Dateneinträge:

^^^^^^^^

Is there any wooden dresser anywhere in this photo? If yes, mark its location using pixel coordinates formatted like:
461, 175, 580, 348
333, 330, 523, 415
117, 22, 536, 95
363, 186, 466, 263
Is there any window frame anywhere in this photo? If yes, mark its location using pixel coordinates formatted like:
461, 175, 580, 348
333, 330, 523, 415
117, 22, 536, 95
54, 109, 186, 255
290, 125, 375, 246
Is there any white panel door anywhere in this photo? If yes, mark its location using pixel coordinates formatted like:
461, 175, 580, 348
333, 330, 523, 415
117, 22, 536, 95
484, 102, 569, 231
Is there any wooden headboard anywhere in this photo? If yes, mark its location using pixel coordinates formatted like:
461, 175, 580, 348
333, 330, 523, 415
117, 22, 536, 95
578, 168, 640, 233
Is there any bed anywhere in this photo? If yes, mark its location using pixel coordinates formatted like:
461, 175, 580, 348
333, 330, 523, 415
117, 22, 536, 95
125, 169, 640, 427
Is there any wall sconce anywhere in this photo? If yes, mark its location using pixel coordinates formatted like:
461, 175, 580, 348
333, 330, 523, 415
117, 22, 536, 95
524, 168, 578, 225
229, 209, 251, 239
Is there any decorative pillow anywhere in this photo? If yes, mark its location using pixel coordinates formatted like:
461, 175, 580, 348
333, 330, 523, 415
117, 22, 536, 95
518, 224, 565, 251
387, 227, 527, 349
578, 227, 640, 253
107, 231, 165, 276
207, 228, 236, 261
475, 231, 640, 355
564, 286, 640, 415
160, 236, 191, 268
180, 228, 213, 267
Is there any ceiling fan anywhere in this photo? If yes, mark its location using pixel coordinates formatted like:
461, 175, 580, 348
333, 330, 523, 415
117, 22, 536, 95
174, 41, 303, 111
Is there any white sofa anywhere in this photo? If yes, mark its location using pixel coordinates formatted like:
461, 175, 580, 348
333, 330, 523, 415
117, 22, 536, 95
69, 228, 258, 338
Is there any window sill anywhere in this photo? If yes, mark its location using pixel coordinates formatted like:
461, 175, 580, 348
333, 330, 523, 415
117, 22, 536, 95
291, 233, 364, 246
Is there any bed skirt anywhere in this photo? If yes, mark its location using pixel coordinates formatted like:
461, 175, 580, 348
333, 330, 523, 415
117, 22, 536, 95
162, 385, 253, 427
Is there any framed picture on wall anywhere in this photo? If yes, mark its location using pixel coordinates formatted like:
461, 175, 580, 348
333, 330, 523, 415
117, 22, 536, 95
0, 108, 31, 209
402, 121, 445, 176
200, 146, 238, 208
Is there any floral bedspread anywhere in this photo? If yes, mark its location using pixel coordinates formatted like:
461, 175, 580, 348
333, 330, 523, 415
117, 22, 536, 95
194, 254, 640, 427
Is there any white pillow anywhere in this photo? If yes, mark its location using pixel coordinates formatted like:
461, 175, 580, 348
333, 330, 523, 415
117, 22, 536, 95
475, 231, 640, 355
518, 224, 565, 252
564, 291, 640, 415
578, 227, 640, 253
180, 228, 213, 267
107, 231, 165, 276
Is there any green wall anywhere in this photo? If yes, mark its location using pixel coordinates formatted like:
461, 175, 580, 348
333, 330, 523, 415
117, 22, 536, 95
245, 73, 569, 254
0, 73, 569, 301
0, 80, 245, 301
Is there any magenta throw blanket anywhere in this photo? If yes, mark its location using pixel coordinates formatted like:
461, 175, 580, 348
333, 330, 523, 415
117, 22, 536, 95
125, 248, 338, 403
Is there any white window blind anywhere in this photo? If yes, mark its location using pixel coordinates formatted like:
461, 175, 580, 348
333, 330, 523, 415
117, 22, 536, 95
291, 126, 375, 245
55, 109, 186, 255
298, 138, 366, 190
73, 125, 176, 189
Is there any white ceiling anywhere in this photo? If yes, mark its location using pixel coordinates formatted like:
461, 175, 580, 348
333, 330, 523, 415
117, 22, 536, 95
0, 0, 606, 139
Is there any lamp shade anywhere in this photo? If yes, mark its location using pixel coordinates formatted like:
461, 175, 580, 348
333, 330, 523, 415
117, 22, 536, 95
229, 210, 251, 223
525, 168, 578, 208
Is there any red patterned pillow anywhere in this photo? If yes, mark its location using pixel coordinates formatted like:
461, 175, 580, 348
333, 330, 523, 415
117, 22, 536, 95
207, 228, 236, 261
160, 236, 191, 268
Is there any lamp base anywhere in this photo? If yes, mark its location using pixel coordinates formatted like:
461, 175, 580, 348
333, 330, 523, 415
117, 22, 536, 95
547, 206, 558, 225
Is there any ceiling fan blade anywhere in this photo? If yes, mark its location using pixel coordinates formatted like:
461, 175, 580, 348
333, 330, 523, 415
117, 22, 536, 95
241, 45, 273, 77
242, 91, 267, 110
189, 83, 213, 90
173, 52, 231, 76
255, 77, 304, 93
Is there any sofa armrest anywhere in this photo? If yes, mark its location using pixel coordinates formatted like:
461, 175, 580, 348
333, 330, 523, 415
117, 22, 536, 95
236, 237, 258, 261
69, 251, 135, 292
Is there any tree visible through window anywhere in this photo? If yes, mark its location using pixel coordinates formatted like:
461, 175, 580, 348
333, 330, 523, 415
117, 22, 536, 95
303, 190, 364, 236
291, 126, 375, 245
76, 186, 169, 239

^^^^^^^^

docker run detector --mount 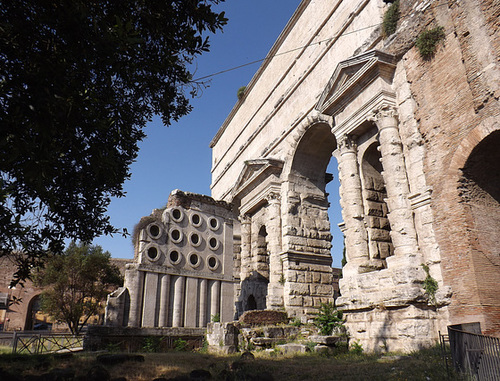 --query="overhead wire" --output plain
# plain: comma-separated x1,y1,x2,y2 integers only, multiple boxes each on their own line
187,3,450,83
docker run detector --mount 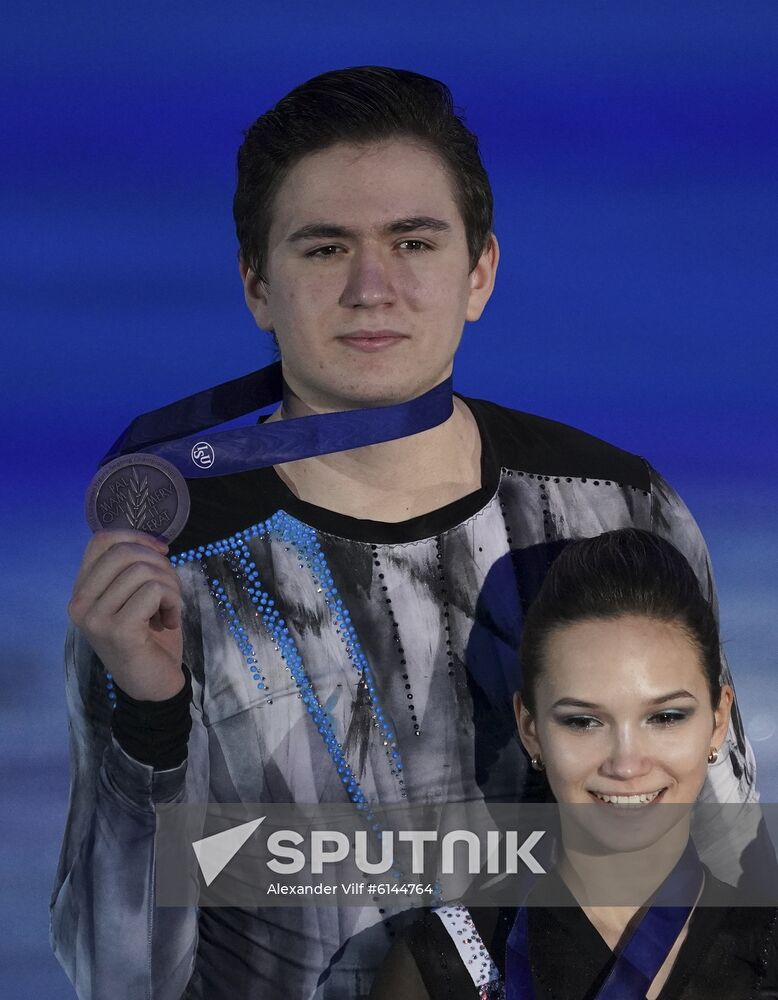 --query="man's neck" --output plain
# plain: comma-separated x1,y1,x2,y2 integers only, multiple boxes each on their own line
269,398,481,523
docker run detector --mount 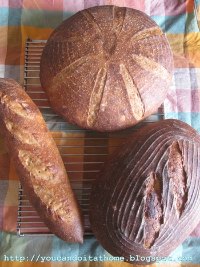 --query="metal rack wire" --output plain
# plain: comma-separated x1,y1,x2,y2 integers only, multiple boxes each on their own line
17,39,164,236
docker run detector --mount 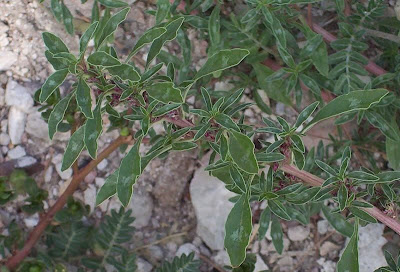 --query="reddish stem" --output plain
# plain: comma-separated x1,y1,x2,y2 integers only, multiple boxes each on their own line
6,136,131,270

^^^^^^^^

Geben Sie den Abschnitt des Materials unverändert aus, der mit der Zeile beginnt, die „Is there any wooden headboard“ enthält, und mit der Zeile endet, die „578, 168, 640, 233“ enthält. Beide Zeilen gehören dazu.

ERGEBNIS SIEHE UNTEN:
Is there any wooden headboard anywhere in this photo? If yes, mark its location using pixel coordinates formatted like:
461, 175, 580, 348
333, 330, 523, 415
117, 22, 536, 95
578, 168, 640, 233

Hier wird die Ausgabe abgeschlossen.